- **What the exercise asks**
Rewrite all the rows below, changing every "instance" to "occurrence" and leaving everything else as it is.

-- START --

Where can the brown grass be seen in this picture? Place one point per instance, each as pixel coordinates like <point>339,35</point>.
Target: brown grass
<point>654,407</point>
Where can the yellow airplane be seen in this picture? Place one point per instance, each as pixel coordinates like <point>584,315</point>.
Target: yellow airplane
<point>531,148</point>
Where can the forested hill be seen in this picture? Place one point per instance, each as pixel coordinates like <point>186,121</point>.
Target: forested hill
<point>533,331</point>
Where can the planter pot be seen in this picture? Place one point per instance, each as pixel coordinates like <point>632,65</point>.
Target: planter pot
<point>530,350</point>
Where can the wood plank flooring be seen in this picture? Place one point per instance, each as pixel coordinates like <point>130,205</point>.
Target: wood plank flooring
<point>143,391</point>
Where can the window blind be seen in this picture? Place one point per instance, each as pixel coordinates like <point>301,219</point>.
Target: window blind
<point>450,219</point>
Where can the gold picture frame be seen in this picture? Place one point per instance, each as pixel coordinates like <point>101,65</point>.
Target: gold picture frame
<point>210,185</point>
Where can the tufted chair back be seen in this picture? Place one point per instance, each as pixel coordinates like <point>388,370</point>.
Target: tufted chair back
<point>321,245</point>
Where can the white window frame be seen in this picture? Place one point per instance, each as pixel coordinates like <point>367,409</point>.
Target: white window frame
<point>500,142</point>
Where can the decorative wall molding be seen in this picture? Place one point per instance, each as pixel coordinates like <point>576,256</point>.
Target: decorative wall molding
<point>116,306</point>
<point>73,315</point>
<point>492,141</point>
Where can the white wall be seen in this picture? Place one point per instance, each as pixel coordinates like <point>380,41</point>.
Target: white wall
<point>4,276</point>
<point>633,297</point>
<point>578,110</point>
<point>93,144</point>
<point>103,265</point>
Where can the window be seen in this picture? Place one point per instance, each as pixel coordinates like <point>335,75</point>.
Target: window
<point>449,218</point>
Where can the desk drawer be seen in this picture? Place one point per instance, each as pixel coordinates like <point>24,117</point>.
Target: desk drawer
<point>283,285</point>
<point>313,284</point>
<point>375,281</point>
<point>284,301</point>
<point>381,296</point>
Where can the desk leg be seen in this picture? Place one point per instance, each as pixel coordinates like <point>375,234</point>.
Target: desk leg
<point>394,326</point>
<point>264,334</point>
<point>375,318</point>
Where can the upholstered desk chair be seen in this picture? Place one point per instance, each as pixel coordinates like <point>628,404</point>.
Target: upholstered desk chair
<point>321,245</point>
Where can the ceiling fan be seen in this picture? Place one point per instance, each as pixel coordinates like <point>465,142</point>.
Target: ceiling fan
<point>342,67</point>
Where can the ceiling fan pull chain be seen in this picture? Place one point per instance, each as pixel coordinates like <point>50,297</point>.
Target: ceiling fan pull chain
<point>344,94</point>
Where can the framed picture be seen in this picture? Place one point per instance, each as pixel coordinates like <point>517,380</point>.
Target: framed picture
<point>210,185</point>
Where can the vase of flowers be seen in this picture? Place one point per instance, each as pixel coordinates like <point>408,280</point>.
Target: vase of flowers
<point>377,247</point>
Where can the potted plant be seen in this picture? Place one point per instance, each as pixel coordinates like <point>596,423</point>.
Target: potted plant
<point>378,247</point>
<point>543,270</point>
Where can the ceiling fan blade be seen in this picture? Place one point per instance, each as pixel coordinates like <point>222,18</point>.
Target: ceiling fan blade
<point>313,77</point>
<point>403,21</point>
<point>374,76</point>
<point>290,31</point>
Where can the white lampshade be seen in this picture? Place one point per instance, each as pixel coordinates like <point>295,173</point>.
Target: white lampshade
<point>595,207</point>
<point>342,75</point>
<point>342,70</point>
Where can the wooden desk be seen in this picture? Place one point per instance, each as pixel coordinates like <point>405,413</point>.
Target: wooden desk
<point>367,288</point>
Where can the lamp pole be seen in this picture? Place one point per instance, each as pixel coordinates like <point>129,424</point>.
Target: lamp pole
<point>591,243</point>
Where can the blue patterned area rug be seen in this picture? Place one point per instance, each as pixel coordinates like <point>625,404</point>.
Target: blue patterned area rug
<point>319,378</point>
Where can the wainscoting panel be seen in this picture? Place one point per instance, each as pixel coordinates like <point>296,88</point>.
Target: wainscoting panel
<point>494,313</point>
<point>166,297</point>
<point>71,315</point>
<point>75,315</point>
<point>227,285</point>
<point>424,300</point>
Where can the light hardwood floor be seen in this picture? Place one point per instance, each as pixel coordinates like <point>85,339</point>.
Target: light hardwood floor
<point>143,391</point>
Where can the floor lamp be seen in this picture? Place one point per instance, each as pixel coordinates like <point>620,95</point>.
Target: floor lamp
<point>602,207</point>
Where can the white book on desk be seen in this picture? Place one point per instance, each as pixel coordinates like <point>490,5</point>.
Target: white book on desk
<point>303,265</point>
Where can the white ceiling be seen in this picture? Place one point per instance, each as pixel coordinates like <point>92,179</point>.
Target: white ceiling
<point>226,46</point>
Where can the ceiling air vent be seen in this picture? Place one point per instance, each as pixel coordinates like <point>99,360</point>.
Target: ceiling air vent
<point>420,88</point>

-- END --

- **Output**
Where can the brown grass be seen in this picture? Place one point per occurrence, each as pixel coordinates like <point>339,35</point>.
Target: brown grass
<point>654,407</point>
Where can the yellow airplane be seen in this picture? Place one point per occurrence, each as pixel coordinates like <point>584,315</point>.
Target: yellow airplane
<point>531,148</point>
Where can the forested hill be seen in this picture? Place one point per occurrence, each as pixel coordinates like <point>186,121</point>.
Target: forested hill
<point>533,331</point>
Where can the planter pot be seen in this picture? Place one point per occurrence, each as pixel coordinates like <point>632,65</point>.
Target: planter pot
<point>530,350</point>
Where can the wood plank flooring be seen in this picture? Place one point per occurrence, each as pixel coordinates like <point>130,205</point>.
Target: wood plank flooring
<point>143,391</point>
Where can the window blind be seen in this picture? Place one point per occurrence, each as pixel coordinates like <point>301,219</point>.
Target: window blind
<point>450,219</point>
Where can the gold picture frame be seen in this picture? Place one point per occurrence, each as pixel coordinates like <point>101,65</point>.
Target: gold picture frame
<point>210,185</point>
Where can the tufted chair back be seen in this picture? Place one point per occurrence, each as pixel coordinates like <point>388,370</point>.
Target: tufted chair back
<point>321,245</point>
Where can the white window frame be seen in this picture? Place one point per occurrence, each as pixel coordinates like <point>367,409</point>.
Target: white window frame
<point>500,142</point>
Where can the decorative wall molding be seen in this picture? Place one point per occurrence, each as pixel coordinates like <point>576,256</point>.
Target: decorative wall molding
<point>116,306</point>
<point>73,315</point>
<point>492,141</point>
Where can the white wall be seen in this picture? Place one point per occurrence, each as pixel coordinates like <point>380,41</point>.
Target: white wall
<point>4,276</point>
<point>633,297</point>
<point>578,110</point>
<point>93,144</point>
<point>103,265</point>
Where can the window be seen in this picture? Place one point per occurrence, each as pixel coordinates like <point>335,75</point>.
Target: window
<point>449,218</point>
Where can the desk drawer be seen in this picture? Place one point per occurrence, each as pixel coordinates like <point>24,117</point>.
Target: desk drawer
<point>283,285</point>
<point>313,284</point>
<point>375,281</point>
<point>284,301</point>
<point>381,296</point>
Where can the desk leg be seen in this picture? Place one point per occurrence, each as pixel coordinates like <point>375,234</point>.
Target: desk leg
<point>394,326</point>
<point>264,334</point>
<point>375,318</point>
Where can the upholstered desk chair be seen in this picture? Place one point per occurrence, each as pixel coordinates like <point>628,404</point>.
Target: upholstered desk chair
<point>321,245</point>
Where can the ceiling fan be seen in this picture? Place one point per occurrence, each as pixel coordinates like <point>465,142</point>.
Target: ceiling fan
<point>342,67</point>
Where can the ceiling fan pull chain be seen in this picture? Place one point per occurrence, each as pixel coordinates like <point>50,297</point>.
Target: ceiling fan pull chain
<point>344,94</point>
Where can the framed picture be seen in this picture? Place one point per occurrence, each as pixel coordinates like <point>517,380</point>.
Target: framed picture
<point>210,185</point>
Where can the vase of flowers be seen in this picture? Place one point per occurrence, each as pixel coordinates like <point>408,280</point>.
Target: vase of flowers
<point>377,247</point>
Where can the potted plant be seen in this picture? Place one point per occurrence, each as pixel coordinates like <point>596,423</point>.
Target: potted plant
<point>378,247</point>
<point>543,270</point>
Where can the ceiling fan blade be seen in this picture? Place one point per occurrence, each as pixel coordinates like <point>222,18</point>.
Target: ceiling fan blade
<point>313,77</point>
<point>403,21</point>
<point>374,76</point>
<point>290,31</point>
Where can the white lampshade be seen in this picture? Place one point per occurrence, each as pixel coordinates like <point>295,173</point>.
Target: white lampshade
<point>595,207</point>
<point>342,75</point>
<point>342,70</point>
Where can the wooden desk be seen in this picture? Place one point per occurrence, each as pixel coordinates like <point>405,413</point>.
Target: wooden desk
<point>367,288</point>
Where can the lamp pole be seen in this picture? Place one point per occurrence, each as pixel coordinates like <point>129,424</point>.
Target: lamp pole
<point>591,243</point>
Where can the blue patterned area rug be seen in this picture? Place one point per occurrence, each as pixel coordinates like <point>625,404</point>.
Target: blue patterned area rug
<point>319,378</point>
Where can the wainscoting panel be seen in this picture? Place one point per occurrence, each as pixel coordinates like <point>296,88</point>.
Target: wainscoting panel
<point>494,313</point>
<point>166,297</point>
<point>71,315</point>
<point>75,315</point>
<point>227,285</point>
<point>424,300</point>
Where can the light hardwood floor be seen in this picture? Place one point per occurrence, each as pixel coordinates like <point>85,339</point>.
Target: light hardwood floor
<point>143,391</point>
Where can the floor lamp be seen in this picture? Place one point per occurrence, each as pixel coordinates like <point>620,95</point>.
Target: floor lamp
<point>602,207</point>
Where can the white book on desk be seen in this picture? Place one point per occurrence, each as pixel coordinates like <point>490,5</point>.
Target: white book on desk
<point>303,265</point>
Where can the white ceiling be seen in this picture? Place one point per occurrence, each as pixel coordinates like <point>92,179</point>.
Target: white ceiling
<point>226,46</point>
Where can the ceiling air vent be seen in this picture? Place one point per occurrence, each as pixel coordinates like <point>99,360</point>.
Target: ceiling air vent
<point>420,88</point>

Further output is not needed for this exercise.